━━━ Page text ━━━
Chemical Prioritization System - ChemPSy The aim of **ChemPSy** (Chemical Prioritization System) is to develop an innovative approach based on several bioinformatics and biostatistics methodologies to analyze and integrate massive toxicogenomics datasets. Specific objectives include: (1) classification of chemicals based on transcriptional signatures, e.g. the set of genes whose expression is known to be positively or negatively altered after an exposure to these compounds; (2) the association of classes with human pathologies or deleterious phenotypes, e.g. classes containing toxicants with well-known effects; (3) the prediction of novel reprotoxicants and/or endocrine disruptors based on transcriptional signature similarities with known chemicals affecting testis development and function.
The aim of ChemPSy (Chemical Prioritization System) is to develop an innovative approach based on several bioinformatics and biostatistics methodologies to analyze and integrate massive toxicogenomics datasets.
━━━
> [Instructions]
**1.** Reproduce, unchanged, the portion of the ChemPSy description that opens with the words containing "Chemical Prioritization System - ChemPSy" and closes with "development and function.".
**2.** In the ChemPSy description, on what basis are novel reprotoxicants and endocrine disruptors to be predicted?
━━━ Dataset entries ━━━
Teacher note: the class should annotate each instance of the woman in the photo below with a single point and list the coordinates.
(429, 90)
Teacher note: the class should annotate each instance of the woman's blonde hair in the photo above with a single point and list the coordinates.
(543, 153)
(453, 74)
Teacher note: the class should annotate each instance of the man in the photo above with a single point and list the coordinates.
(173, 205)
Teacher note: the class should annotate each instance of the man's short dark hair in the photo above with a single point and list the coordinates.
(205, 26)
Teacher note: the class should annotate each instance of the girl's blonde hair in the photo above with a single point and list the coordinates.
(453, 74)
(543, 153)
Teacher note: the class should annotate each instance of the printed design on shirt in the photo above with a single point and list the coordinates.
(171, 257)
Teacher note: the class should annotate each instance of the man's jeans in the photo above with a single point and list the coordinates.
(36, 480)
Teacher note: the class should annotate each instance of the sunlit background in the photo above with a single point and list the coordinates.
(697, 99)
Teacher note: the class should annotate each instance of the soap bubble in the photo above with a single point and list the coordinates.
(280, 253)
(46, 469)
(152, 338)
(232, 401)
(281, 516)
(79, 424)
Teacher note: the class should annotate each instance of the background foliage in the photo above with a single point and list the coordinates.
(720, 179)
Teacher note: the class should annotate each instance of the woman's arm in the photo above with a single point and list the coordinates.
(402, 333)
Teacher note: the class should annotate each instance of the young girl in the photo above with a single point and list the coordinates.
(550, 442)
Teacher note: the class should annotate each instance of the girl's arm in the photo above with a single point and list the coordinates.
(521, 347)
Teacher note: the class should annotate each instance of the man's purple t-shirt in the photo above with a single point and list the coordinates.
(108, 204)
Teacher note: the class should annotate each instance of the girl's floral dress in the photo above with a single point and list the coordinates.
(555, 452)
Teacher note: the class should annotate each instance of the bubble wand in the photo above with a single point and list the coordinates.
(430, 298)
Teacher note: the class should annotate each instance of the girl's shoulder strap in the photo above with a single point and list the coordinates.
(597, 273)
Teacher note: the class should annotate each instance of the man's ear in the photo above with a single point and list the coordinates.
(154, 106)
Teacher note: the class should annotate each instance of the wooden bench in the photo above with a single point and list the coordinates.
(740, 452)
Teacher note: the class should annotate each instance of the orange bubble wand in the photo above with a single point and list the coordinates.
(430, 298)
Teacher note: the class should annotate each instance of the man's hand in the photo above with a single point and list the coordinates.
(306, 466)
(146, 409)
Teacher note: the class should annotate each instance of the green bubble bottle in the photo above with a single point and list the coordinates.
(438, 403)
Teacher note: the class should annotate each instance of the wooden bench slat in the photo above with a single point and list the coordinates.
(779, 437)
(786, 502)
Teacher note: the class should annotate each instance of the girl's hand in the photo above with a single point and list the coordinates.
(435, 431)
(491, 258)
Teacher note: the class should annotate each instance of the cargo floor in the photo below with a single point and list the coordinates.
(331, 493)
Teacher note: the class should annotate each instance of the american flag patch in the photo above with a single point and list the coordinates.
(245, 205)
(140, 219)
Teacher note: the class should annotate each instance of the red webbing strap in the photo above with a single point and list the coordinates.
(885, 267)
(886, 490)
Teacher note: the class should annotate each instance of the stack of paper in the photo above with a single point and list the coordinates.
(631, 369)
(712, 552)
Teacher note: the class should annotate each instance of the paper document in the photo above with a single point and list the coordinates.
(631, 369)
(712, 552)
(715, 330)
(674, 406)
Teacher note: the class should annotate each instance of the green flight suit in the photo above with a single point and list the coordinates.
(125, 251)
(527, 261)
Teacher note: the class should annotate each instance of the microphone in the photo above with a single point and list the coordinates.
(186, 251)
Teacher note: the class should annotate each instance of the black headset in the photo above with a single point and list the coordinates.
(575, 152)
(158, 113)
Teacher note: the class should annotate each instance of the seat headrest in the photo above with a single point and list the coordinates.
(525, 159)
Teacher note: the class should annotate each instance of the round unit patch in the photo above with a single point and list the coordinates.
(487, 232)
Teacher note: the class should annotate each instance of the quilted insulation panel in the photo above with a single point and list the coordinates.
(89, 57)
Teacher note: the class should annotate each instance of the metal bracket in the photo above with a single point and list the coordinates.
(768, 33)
━━━
> [Answers to the problems]
**1.**
Chemical Prioritization System - ChemPSy The aim of **ChemPSy** (Chemical Prioritization System) is to develop an innovative approach based on several bioinformatics and biostatistics methodologies to analyze and integrate massive toxicogenomics datasets. Specific objectives include: (1) classification of chemicals based on transcriptional signatures, e.g. the set of genes whose expression is known to be positively or negatively altered after an exposure to these compounds; (2) the association of classes with human pathologies or deleterious phenotypes, e.g. classes containing toxicants with well-known effects; (3) the prediction of novel reprotoxicants and/or endocrine disruptors based on transcriptional signature similarities with known chemicals affecting testis development and function.

**2.** They are to be predicted from similarities between their transcriptional signatures and those of known chemicals that affect testis development and function. A transcriptional signature is the set of genes whose expression is known to be positively or negatively altered after exposure to a compound.